> _Goal_
Reproduce the stretch of the print color guide from "CMYK is the" through "graphics and photos.", changing "photos" to "photographs" wherever it occurs.

CMYK and PMS are the standard colour formats for the print industry. Knowing which format to use on your artwork will help towards getting your file print ready. This guide will also give a brief explanation of Greyscale and RGB.


CMYK is the most popular colour format in print and it stands for Cyan, Magenta, Yellow and Black; the four ink colours used in off-set and digital printing. CMYK is sometimes referred to as full colour or process colour, the process works by mixing the four transparent inks (CMYK) to produce a wide range of colours. CMYK can be used on vector graphics, bitmap graphics and photos.

Pros:  Cost effective, gradients, many colours can be created from just 4 inks, blends and photos etc are easily created in CMYK. Can be used on both vectors and images.    
Cons: Certain PMS and RGB colours cannot be reproduced out of CMYK. There can be variations in colour between print batches in litho and digital.

[Region labeling entries]
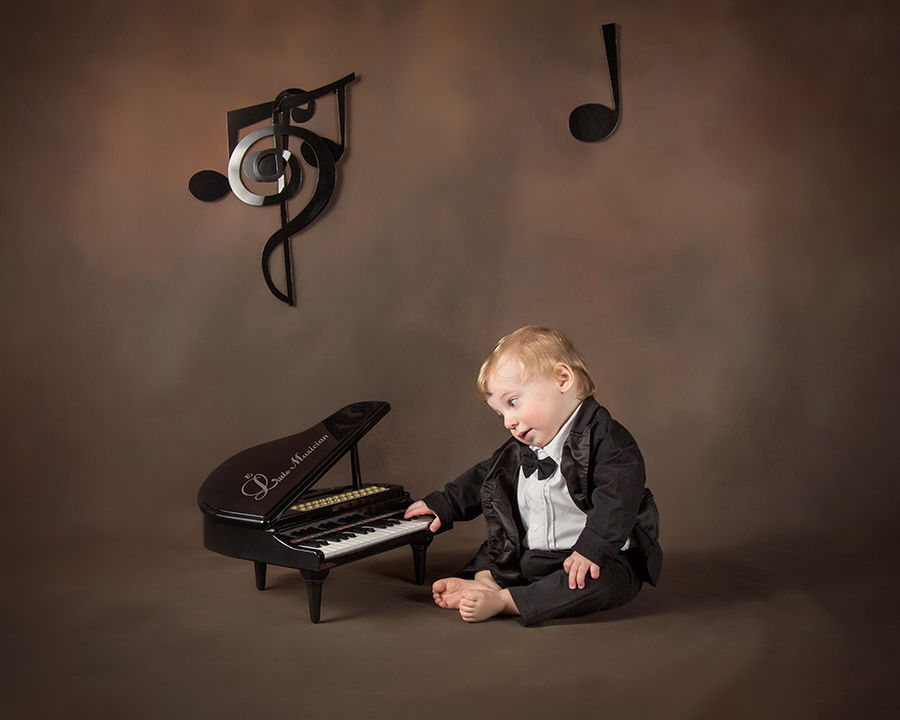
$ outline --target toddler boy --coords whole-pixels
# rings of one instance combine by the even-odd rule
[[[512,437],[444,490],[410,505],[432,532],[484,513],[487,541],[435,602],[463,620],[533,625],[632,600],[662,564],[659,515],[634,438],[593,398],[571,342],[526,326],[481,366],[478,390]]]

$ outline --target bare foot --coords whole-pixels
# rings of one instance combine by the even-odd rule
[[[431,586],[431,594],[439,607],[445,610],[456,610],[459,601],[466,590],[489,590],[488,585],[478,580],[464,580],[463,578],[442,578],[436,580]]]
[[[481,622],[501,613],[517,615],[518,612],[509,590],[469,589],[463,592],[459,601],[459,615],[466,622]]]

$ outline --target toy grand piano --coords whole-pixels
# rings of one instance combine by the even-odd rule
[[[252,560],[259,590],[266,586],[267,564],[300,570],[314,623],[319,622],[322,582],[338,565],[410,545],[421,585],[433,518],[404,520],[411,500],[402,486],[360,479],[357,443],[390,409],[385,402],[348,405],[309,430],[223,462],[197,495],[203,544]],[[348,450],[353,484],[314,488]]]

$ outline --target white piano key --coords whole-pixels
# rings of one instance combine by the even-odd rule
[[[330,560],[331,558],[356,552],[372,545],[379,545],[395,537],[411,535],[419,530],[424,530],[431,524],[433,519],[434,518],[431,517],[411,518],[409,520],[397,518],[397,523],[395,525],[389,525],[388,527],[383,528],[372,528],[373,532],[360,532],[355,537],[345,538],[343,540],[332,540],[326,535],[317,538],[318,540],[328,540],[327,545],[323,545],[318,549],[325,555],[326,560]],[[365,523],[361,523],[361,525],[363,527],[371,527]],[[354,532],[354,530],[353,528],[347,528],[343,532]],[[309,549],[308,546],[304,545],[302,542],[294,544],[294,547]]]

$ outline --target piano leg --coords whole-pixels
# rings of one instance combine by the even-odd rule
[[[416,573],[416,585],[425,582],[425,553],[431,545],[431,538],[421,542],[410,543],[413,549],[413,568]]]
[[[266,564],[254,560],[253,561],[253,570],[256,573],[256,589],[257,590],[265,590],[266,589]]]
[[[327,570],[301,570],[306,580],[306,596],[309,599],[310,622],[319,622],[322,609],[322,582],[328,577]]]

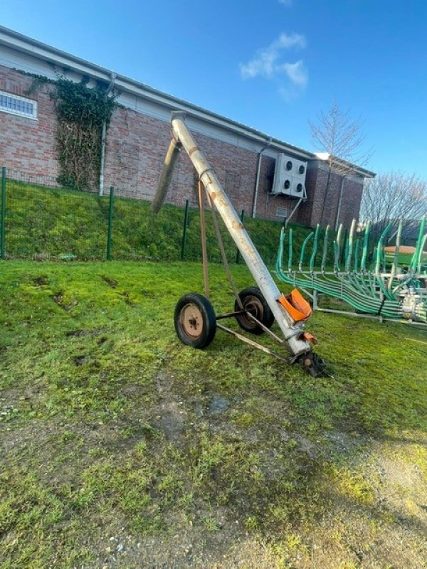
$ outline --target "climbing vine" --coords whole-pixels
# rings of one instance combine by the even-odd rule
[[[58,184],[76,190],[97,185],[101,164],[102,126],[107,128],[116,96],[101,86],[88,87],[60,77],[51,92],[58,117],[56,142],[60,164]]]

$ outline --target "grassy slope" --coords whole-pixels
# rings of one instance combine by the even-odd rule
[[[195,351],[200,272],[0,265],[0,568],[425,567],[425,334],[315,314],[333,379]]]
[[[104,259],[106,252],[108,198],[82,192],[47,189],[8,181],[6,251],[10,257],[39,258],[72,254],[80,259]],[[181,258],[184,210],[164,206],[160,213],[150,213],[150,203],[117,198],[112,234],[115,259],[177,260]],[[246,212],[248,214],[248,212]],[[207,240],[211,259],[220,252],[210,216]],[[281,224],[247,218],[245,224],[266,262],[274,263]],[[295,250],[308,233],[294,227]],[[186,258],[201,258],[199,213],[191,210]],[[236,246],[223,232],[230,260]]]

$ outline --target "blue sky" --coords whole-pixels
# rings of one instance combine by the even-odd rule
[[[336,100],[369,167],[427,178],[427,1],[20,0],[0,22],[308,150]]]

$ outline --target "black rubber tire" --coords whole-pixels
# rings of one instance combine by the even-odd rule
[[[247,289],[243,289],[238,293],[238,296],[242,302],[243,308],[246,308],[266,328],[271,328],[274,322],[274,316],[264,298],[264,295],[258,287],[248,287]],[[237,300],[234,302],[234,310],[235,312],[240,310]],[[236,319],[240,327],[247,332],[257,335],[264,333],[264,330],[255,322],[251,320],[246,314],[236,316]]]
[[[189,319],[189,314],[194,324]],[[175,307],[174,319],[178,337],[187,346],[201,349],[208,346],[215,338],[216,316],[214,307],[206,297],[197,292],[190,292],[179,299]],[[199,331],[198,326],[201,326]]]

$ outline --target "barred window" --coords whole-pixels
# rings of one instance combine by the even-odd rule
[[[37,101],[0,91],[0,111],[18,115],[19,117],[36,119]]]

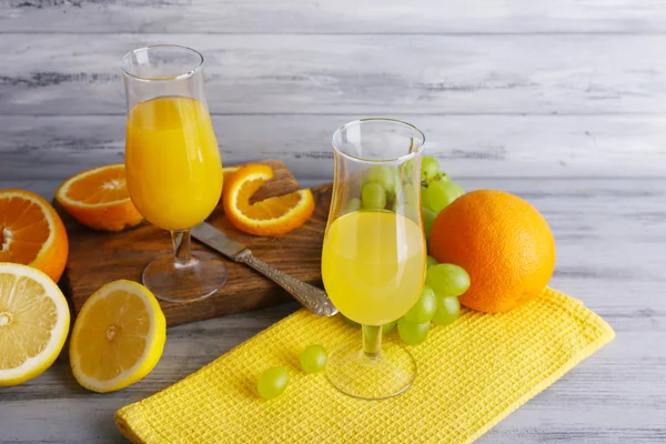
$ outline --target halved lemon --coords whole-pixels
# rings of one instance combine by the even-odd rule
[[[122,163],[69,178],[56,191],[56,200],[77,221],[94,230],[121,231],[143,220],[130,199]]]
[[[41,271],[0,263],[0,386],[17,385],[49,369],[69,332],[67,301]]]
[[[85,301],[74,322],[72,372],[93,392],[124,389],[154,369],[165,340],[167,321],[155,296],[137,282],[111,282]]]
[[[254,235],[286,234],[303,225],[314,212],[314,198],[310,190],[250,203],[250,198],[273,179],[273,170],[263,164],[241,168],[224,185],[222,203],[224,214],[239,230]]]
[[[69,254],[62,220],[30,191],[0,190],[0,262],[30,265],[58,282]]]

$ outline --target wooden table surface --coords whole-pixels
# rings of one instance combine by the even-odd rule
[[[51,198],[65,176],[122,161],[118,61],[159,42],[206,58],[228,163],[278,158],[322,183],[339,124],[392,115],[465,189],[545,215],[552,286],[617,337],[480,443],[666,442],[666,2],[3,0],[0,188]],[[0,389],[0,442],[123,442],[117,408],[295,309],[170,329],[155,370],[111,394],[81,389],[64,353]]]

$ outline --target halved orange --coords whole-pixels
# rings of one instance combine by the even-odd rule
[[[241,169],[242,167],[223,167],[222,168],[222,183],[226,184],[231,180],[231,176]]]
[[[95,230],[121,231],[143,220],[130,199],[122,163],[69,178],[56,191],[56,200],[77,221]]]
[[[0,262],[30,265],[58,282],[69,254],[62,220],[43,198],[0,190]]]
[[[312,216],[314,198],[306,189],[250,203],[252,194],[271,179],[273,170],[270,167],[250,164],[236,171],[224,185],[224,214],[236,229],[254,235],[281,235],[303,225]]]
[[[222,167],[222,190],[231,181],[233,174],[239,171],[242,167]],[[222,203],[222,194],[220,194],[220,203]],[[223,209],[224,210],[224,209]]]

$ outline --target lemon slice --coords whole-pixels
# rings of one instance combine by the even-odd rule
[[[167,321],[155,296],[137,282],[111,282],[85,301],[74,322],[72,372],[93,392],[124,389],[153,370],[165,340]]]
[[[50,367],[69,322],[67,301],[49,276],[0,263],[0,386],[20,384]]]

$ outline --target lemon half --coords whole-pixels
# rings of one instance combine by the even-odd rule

> _Result for this task_
CMYK is the most popular colour format in print and it stands for Cyan, Magenta, Yellow and Black; the four ink colours used in off-set and digital printing. CMYK is sometimes referred to as full colour or process colour, the process works by mixing the four transparent inks (CMYK) to produce a wide range of colours. CMYK can be used on vector graphics, bitmap graphics and photographs.